Aim:
Set down exactly, and only, the lines from the one with "In this photo, each instance of the front" to the final line of the entries, both included.

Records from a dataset
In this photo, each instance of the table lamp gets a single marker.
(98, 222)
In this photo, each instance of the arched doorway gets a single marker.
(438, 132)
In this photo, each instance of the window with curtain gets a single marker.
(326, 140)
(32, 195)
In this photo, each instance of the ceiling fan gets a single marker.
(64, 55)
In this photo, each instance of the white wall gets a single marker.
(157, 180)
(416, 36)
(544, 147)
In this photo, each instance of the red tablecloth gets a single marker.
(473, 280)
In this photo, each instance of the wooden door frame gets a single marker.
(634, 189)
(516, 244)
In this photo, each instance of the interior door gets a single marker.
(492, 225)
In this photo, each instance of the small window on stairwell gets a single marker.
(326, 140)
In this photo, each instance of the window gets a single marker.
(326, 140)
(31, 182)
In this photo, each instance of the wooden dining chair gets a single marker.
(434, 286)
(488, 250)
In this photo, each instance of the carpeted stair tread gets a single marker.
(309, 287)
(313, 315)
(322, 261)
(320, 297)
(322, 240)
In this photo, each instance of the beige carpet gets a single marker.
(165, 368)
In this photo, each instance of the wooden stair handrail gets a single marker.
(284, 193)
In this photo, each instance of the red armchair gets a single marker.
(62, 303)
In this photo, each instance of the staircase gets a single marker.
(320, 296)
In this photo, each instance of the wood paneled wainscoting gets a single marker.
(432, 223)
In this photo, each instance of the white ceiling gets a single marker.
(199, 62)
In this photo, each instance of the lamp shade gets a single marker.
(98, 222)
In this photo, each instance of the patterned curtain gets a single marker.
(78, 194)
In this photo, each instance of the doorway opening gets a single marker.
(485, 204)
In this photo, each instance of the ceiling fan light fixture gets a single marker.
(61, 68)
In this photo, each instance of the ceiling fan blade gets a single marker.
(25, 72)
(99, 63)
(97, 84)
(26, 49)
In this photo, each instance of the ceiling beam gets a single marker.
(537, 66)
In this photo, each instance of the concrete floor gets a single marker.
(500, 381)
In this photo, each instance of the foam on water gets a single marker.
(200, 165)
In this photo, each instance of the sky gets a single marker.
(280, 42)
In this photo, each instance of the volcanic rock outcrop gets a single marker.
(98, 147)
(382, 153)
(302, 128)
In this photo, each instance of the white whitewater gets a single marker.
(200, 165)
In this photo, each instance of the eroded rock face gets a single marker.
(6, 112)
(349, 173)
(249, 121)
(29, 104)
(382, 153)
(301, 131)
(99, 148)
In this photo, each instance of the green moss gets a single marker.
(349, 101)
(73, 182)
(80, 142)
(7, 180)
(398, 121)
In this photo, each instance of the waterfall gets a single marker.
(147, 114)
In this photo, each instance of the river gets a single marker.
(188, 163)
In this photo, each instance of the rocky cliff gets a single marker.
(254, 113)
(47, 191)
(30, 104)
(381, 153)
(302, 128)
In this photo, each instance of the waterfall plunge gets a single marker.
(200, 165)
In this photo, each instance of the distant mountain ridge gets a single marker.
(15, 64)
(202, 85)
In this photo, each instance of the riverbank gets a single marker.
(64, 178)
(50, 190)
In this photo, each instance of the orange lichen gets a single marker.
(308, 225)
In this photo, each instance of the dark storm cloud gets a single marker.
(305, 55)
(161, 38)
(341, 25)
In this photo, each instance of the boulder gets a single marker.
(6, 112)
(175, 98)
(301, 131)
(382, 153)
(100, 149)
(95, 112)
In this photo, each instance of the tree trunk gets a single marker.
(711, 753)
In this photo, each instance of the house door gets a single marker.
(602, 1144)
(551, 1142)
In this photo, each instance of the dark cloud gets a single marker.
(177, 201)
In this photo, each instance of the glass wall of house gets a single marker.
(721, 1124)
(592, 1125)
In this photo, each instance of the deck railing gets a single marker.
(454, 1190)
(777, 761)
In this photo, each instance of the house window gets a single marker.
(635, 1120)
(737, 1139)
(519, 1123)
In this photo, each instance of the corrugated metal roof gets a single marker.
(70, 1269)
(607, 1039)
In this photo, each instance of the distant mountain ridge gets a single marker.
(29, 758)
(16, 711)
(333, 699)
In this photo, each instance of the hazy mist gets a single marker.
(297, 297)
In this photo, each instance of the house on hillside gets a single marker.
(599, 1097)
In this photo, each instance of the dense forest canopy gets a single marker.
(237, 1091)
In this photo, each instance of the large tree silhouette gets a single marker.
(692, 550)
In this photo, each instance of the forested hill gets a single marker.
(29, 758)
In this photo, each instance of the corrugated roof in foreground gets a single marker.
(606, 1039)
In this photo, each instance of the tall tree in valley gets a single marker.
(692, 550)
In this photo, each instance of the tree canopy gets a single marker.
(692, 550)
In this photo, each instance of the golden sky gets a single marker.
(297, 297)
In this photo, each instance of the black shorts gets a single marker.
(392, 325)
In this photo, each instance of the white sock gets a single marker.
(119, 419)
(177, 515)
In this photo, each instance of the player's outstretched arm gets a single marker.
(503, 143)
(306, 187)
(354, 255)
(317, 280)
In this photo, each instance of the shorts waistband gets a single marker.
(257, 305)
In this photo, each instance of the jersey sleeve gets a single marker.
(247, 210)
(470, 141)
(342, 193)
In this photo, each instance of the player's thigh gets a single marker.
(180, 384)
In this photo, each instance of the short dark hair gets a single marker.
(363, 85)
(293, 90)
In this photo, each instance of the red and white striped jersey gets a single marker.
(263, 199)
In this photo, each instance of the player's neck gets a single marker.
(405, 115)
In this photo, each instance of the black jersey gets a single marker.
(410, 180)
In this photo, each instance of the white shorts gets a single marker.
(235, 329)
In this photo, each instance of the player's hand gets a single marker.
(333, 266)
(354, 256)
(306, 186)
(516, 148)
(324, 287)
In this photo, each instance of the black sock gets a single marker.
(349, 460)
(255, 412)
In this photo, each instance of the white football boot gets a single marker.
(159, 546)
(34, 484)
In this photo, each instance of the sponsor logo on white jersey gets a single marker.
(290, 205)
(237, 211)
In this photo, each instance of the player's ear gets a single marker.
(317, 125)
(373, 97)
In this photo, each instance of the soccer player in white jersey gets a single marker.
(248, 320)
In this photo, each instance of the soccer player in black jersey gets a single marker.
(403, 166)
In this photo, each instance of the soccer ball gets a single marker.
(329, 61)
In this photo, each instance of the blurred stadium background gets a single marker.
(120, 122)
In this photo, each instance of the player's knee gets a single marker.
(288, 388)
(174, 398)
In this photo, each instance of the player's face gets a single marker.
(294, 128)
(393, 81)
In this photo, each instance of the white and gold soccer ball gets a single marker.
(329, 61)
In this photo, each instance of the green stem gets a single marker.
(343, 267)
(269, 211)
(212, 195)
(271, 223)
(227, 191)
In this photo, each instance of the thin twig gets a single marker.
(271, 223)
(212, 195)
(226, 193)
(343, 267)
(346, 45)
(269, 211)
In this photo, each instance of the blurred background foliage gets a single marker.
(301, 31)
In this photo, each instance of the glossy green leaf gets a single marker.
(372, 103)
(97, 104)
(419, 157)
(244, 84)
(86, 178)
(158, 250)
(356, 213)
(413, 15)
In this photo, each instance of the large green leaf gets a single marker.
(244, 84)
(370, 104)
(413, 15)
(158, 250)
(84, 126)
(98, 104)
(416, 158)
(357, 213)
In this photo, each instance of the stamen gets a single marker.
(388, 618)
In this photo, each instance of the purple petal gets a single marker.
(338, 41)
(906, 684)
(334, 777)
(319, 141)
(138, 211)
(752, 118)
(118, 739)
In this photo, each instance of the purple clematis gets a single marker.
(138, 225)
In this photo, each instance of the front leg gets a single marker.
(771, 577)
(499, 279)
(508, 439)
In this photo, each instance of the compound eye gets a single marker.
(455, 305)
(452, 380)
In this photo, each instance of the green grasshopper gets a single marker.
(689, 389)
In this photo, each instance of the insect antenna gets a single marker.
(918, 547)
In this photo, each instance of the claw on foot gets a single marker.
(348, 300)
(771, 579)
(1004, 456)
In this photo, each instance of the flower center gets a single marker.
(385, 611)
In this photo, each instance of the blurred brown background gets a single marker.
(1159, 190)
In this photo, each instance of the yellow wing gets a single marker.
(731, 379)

Expected answer:
In this photo, each instance of the front leg gets a single marker.
(771, 577)
(499, 279)
(508, 439)
In this photo, each instance of the compound eye gets a single marker.
(455, 305)
(452, 380)
In this photo, each instance of the green grasshopper gets a single marker.
(689, 389)
In this photo, each instance of the insect antenna gets a single marker.
(918, 547)
In this photo, each instance of the claw on foot gets a single marker.
(348, 300)
(771, 579)
(1004, 456)
In this photo, each instance of the flower center gets a single marker.
(385, 611)
In this photo, each instance of the blurred brown background gets a single marker.
(1159, 190)
In this photo, each instance of the yellow wing gets a single marker.
(731, 379)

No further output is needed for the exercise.